» **Set problem**: Recast only the lines from the line containing "If you could point out the pedestrian" up to and including the line containing "Target: red salvation army logo" as a JSON list of strings, one string per line, omitting any blank lines.

Raw records:
····················
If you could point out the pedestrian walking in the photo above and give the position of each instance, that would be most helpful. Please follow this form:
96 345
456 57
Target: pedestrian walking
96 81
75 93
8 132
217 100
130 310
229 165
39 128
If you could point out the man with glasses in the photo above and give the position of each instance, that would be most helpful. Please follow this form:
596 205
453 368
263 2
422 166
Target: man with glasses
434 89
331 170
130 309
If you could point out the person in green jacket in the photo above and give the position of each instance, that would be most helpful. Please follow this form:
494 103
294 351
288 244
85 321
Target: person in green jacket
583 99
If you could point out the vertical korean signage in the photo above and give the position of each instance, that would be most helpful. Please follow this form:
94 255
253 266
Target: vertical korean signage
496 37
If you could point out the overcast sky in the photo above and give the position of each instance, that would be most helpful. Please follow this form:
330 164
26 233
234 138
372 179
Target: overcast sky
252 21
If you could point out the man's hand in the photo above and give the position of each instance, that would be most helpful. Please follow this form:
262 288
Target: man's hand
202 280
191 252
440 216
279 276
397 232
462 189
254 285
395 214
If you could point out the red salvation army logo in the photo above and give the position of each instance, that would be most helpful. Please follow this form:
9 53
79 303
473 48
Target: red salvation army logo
····················
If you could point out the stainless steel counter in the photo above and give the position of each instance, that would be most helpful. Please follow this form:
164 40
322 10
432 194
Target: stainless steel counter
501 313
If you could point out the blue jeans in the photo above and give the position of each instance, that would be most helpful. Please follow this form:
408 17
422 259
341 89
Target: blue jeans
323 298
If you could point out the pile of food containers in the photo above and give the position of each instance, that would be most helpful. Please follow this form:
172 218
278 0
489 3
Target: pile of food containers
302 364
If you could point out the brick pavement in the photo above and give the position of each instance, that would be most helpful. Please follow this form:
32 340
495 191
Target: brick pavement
····················
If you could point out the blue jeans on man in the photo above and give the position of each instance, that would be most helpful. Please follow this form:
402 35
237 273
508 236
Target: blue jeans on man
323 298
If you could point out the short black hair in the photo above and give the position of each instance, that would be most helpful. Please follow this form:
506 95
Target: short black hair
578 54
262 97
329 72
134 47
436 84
····················
» **Complete output**:
[
  "If you could point out the pedestrian walking in the photo above and give the position of each instance, that would be most helpful. Please follow this form:",
  "96 345",
  "456 57",
  "Target: pedestrian walking",
  "96 81",
  "75 93",
  "8 132",
  "217 100",
  "130 310",
  "229 165",
  "39 128",
  "If you could point out the man with glasses in the photo above and give the position of each instance, that would be most helpful. Please follow this form:",
  "596 205",
  "453 368",
  "263 2",
  "422 166",
  "Target: man with glasses",
  "434 89",
  "331 170",
  "130 309",
  "If you could point out the person in green jacket in the photo above and give the position of each instance, that would be most helpful. Please follow this form:",
  "494 103",
  "294 351",
  "288 244",
  "85 321",
  "Target: person in green jacket",
  "583 99",
  "If you could point out the vertical korean signage in the photo above and give the position of each instance, that would be most helpful. Please follow this form:",
  "94 255",
  "253 266",
  "Target: vertical korean signage",
  "496 37",
  "If you could point out the overcast sky in the photo above and give the position of each instance, that would be most helpful. Please follow this form:",
  "330 164",
  "26 233",
  "234 138",
  "372 179",
  "Target: overcast sky",
  "252 21",
  "If you could point out the man's hand in the photo above and give the position of each instance, that would be most helpful. Please follow this form:",
  "262 288",
  "Target: man's hand",
  "202 280",
  "191 252",
  "440 216",
  "279 276",
  "397 232",
  "462 189",
  "254 285",
  "395 214",
  "If you could point out the red salvation army logo in the photo above and give the position of each instance, that would be most helpful. Please follow this form:",
  "9 53",
  "79 303",
  "473 48",
  "Target: red salvation army logo"
]